Source passage:
= = = = = = =

A new study of pigeons in New York City shows that levels of lead in the birds track with neighborhoods where children show high levels of lead exposure.
“Pigeons breathe the same air, walk the same sidewalks, and often eat the same food as we do. What if we could use them to monitor possible dangers to our health in the environment, like lead pollution?” says Rebecca Calisi, now an assistant professor in the department of neurobiology, physiology and behavior at the University of California, Davis, who conducted the study with undergraduate student Fayme Cai while at Barnard College, Columbia University.
Decades after it was banned from paint and gasoline, lead pollution remains a significant concern. The New York City Department of Health and Mental Hygiene carries out routine screening of children in areas of the city identified as hot spots for lead contamination.
Calisi and Cai looked at blood samples collected from 825 sick or injured pigeons brought to the city’s Wild Bird Fund rehabilitation center from 2010 to 2015. Each was identified by the zip code where it was found.
They found that the pigeons’ blood lead levels rose in summer, as they do in samples from children. Zip codes with high lead levels in pigeons also had some of the highest rates of raised levels of lead in children.
While pigeons have been used to monitor various types of pollution in some European cities, to her knowledge no one has previously correlated lead exposure in birds with exposure rates in children, Calisi says.
“This is a powerful example of how we can use pigeons to monitor the location and prevalence of pollutants,” Calisi says. “We can use these ‘rats with wings’—which are anything but—to monitor dangers to human health.”
Urban pigeons are particularly suitable for this work because they don’t fly far, typically spending their lives within an area of a few blocks, she says.
The sources of urban lead pollution aren’t clear. Lead-based paint can still be found in old buildings, but pigeons don’t spend much time indoors. Roads and especially construction sites are likely sources of particulate and airborne lead, and pigeons do pick up roadside gravel to aid in digestion. Children are also exposed to these sources of lead and can bring residues into their households by regular foot traffic.
Calisi is expanding the work to look at other pollutants, such as other heavy metals, pesticides, and fire retardants, in California cities.
The work appears in the journal Chemosphere.

= = = = = = =

Material supplied:
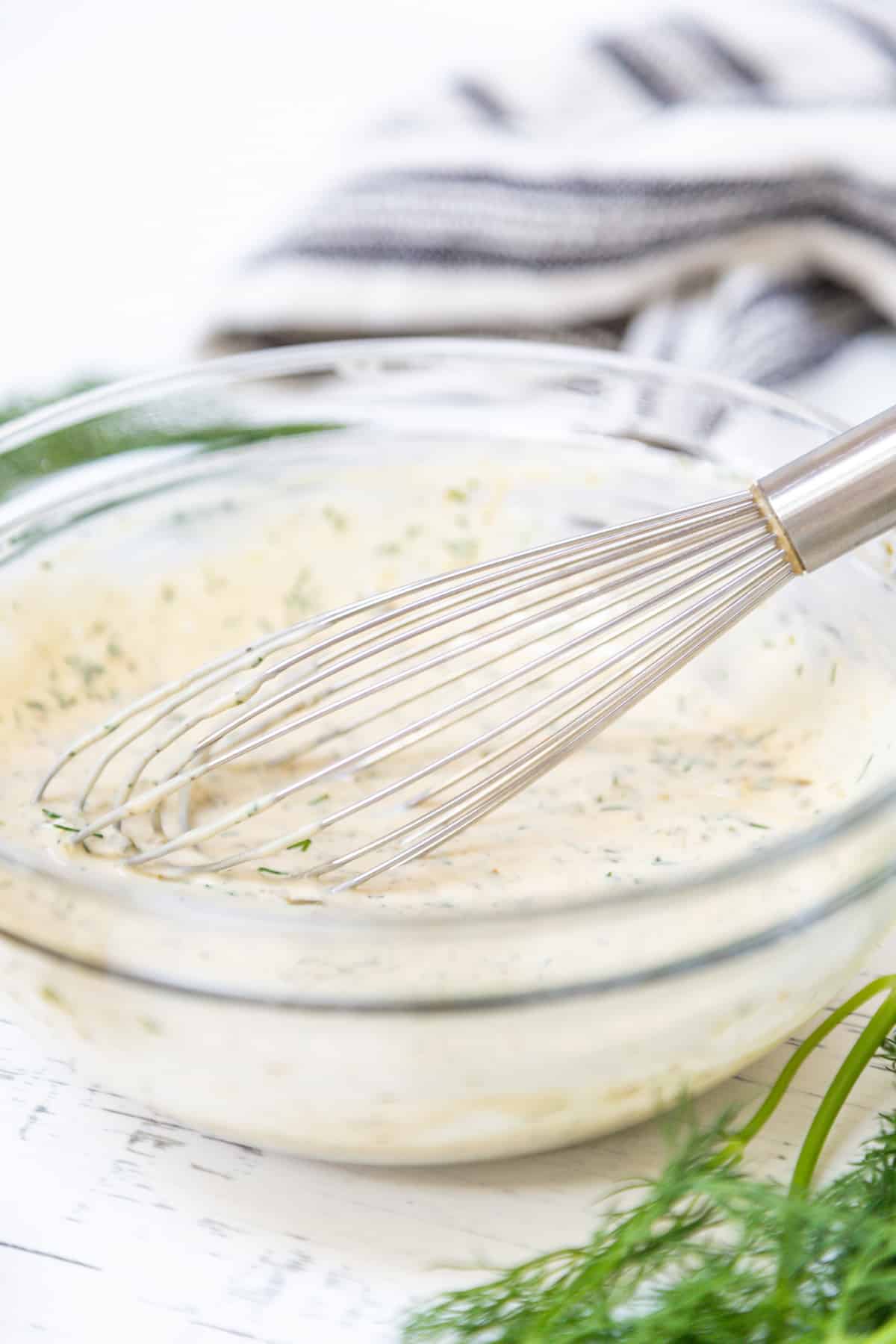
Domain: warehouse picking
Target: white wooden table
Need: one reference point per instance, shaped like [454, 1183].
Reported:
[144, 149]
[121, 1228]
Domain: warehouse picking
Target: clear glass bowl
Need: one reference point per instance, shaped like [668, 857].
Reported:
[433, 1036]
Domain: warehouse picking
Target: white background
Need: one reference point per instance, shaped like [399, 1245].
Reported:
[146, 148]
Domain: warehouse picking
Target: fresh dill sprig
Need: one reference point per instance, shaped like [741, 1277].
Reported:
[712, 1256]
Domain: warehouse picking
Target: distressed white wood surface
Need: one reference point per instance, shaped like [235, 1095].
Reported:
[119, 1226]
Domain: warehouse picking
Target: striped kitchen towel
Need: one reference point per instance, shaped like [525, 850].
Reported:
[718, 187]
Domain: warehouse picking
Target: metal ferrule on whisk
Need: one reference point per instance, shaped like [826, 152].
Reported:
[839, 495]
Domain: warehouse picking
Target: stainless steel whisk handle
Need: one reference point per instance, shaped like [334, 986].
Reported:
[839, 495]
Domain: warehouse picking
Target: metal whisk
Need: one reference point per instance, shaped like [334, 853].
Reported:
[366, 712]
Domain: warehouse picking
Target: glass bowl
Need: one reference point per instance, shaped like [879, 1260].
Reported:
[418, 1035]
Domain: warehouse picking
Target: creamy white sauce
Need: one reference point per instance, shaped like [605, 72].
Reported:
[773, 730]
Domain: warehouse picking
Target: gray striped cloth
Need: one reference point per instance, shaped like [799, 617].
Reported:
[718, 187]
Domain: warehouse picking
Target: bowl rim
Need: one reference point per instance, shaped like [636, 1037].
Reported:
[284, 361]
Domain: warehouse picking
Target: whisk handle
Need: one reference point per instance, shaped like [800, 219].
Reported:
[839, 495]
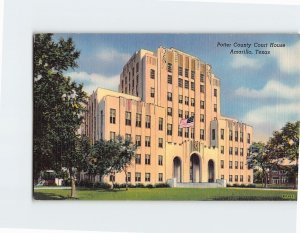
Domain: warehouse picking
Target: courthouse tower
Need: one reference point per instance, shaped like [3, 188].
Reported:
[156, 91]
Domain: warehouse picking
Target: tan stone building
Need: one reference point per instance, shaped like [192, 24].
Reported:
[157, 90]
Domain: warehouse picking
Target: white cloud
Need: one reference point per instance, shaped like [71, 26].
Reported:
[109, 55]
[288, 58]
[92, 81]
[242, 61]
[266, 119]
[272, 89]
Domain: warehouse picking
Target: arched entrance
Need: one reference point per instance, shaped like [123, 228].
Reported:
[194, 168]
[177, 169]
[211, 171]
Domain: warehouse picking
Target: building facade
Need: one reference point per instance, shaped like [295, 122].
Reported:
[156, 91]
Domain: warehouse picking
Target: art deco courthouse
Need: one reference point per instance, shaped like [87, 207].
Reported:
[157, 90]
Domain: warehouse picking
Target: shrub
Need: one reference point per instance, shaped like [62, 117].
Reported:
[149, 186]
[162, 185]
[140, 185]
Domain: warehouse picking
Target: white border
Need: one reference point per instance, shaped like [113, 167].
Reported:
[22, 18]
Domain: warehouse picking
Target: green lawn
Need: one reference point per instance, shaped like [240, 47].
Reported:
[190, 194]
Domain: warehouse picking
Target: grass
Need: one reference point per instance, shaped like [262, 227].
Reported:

= = = = = = =

Task prompt:
Reproduce verbatim the portion of the pigeon lead study article above starting at "Decades after it" and ending at "for lead contamination.".

Response to this exercise:
Decades after it was banned from paint and gasoline, lead pollution remains a significant concern. The New York City Department of Health and Mental Hygiene carries out routine screening of children in areas of the city identified as hot spots for lead contamination.